Data to use »
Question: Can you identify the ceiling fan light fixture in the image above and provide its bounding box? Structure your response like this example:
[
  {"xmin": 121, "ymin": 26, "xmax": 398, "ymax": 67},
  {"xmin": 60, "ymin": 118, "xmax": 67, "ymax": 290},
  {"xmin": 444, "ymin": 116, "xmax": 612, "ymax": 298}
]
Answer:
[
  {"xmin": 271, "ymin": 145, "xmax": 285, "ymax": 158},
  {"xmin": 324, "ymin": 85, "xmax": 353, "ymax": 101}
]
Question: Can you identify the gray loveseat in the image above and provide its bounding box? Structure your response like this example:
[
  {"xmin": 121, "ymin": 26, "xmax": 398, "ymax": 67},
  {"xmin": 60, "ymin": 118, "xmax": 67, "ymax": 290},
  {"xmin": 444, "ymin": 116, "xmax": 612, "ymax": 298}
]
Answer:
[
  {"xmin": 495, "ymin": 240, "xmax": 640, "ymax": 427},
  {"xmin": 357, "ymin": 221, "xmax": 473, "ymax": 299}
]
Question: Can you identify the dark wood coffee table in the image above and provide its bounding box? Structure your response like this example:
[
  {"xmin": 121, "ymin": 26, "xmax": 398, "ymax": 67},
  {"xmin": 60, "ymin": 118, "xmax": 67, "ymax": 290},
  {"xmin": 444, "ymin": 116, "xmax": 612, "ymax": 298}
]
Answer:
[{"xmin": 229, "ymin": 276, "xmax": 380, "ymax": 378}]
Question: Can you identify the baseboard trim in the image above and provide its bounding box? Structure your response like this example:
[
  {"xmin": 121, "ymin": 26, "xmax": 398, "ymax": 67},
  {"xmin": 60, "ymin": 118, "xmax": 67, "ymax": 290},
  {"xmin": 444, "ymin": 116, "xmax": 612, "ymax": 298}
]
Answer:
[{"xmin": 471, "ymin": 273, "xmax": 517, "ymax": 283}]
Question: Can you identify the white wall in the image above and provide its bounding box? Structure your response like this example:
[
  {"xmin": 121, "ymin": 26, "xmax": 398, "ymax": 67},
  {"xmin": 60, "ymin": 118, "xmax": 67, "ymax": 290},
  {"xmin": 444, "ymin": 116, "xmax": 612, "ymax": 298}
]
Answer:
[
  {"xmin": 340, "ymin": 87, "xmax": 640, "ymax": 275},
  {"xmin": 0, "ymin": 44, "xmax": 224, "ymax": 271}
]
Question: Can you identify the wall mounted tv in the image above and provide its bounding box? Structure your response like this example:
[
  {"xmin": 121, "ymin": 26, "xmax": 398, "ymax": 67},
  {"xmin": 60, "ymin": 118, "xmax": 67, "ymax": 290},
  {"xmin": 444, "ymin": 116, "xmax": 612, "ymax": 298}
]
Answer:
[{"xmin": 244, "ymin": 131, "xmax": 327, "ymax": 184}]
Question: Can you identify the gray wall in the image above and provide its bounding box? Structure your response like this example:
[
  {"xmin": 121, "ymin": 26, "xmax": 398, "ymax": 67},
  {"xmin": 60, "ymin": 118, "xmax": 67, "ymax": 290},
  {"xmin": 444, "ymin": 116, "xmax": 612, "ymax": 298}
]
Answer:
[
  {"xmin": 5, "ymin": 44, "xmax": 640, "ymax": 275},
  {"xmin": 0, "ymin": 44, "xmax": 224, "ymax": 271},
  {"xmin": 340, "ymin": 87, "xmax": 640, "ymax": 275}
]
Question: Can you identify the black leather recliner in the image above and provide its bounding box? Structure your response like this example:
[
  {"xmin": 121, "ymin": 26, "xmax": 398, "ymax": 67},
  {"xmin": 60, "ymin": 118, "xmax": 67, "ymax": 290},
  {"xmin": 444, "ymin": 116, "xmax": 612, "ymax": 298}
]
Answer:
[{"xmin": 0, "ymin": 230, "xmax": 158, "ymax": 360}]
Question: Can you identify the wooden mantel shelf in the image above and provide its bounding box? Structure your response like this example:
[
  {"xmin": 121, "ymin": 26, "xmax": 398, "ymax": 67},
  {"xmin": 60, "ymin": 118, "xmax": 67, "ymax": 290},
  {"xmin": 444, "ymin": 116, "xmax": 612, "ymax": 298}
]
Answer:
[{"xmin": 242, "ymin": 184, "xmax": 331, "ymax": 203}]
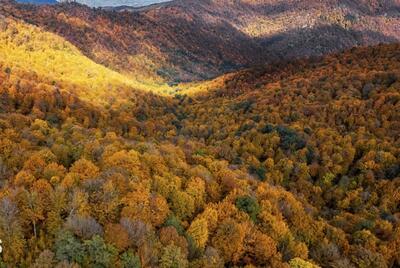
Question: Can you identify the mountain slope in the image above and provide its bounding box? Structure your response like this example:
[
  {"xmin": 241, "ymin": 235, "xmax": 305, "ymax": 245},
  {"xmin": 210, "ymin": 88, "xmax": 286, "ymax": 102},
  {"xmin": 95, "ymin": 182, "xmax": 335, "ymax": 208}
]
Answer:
[
  {"xmin": 0, "ymin": 40, "xmax": 400, "ymax": 268},
  {"xmin": 0, "ymin": 0, "xmax": 400, "ymax": 82}
]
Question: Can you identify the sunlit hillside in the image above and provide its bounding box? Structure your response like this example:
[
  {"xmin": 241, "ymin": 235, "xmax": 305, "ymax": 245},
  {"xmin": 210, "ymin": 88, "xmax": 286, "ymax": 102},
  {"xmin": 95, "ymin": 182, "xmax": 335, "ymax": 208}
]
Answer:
[
  {"xmin": 0, "ymin": 18, "xmax": 170, "ymax": 102},
  {"xmin": 0, "ymin": 0, "xmax": 400, "ymax": 84}
]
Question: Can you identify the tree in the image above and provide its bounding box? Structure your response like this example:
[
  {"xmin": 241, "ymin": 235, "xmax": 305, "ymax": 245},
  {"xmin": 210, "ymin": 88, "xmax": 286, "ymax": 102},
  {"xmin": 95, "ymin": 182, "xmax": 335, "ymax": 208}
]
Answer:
[
  {"xmin": 188, "ymin": 218, "xmax": 208, "ymax": 249},
  {"xmin": 120, "ymin": 250, "xmax": 142, "ymax": 268},
  {"xmin": 83, "ymin": 235, "xmax": 118, "ymax": 268},
  {"xmin": 212, "ymin": 218, "xmax": 246, "ymax": 263},
  {"xmin": 236, "ymin": 196, "xmax": 260, "ymax": 221},
  {"xmin": 289, "ymin": 258, "xmax": 319, "ymax": 268},
  {"xmin": 104, "ymin": 223, "xmax": 131, "ymax": 252},
  {"xmin": 69, "ymin": 159, "xmax": 99, "ymax": 180},
  {"xmin": 54, "ymin": 231, "xmax": 85, "ymax": 265},
  {"xmin": 160, "ymin": 244, "xmax": 189, "ymax": 268}
]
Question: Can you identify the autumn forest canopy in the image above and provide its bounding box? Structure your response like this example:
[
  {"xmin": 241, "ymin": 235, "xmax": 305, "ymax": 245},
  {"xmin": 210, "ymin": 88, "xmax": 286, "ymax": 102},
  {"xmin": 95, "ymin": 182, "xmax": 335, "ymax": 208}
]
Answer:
[{"xmin": 0, "ymin": 0, "xmax": 400, "ymax": 268}]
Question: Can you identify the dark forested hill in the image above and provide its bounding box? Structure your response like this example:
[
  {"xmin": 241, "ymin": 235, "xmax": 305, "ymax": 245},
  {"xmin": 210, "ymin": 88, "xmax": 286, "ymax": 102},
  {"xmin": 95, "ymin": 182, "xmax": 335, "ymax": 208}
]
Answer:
[{"xmin": 0, "ymin": 0, "xmax": 400, "ymax": 82}]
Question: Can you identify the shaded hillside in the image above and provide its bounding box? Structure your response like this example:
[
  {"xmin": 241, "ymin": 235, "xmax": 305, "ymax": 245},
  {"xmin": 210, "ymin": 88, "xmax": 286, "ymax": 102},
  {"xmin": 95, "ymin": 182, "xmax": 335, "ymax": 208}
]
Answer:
[{"xmin": 0, "ymin": 0, "xmax": 400, "ymax": 82}]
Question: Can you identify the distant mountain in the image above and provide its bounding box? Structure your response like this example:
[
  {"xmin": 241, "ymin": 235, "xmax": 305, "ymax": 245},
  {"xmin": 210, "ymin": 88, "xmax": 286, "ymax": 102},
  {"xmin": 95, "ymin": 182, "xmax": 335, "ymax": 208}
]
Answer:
[
  {"xmin": 17, "ymin": 0, "xmax": 169, "ymax": 7},
  {"xmin": 0, "ymin": 0, "xmax": 400, "ymax": 83},
  {"xmin": 17, "ymin": 0, "xmax": 58, "ymax": 5},
  {"xmin": 64, "ymin": 0, "xmax": 169, "ymax": 7}
]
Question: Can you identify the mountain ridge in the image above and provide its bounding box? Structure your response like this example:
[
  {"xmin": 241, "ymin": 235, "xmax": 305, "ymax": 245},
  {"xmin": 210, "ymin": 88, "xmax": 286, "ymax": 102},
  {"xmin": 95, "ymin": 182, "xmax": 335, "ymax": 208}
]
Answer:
[{"xmin": 0, "ymin": 0, "xmax": 400, "ymax": 84}]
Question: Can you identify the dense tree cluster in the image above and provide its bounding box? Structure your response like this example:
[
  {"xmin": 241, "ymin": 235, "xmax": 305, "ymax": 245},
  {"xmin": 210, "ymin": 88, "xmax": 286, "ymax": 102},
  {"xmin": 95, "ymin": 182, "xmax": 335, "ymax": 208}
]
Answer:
[{"xmin": 0, "ymin": 13, "xmax": 400, "ymax": 268}]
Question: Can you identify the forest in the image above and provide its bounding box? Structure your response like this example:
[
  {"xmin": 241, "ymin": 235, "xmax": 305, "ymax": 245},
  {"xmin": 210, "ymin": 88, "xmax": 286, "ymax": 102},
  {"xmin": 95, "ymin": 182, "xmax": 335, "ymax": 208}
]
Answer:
[{"xmin": 0, "ymin": 1, "xmax": 400, "ymax": 268}]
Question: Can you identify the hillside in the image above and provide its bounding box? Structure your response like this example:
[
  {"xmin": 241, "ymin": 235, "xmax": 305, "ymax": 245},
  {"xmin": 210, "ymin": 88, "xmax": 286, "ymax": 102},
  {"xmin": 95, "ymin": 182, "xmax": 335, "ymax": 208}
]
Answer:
[
  {"xmin": 0, "ymin": 16, "xmax": 400, "ymax": 268},
  {"xmin": 0, "ymin": 0, "xmax": 400, "ymax": 84}
]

Task objective »
Return the line that contains "Question: Can you identify the hillside" and all lines after it, verbatim, and nothing else.

Finished exercise »
Question: Can you identify the hillside in the image above and provide its bounding box? Structure your response like this example:
[
  {"xmin": 241, "ymin": 235, "xmax": 305, "ymax": 245},
  {"xmin": 210, "ymin": 88, "xmax": 286, "ymax": 102},
  {"xmin": 95, "ymin": 182, "xmax": 335, "ymax": 208}
]
Answer:
[
  {"xmin": 0, "ymin": 16, "xmax": 400, "ymax": 268},
  {"xmin": 0, "ymin": 0, "xmax": 400, "ymax": 84}
]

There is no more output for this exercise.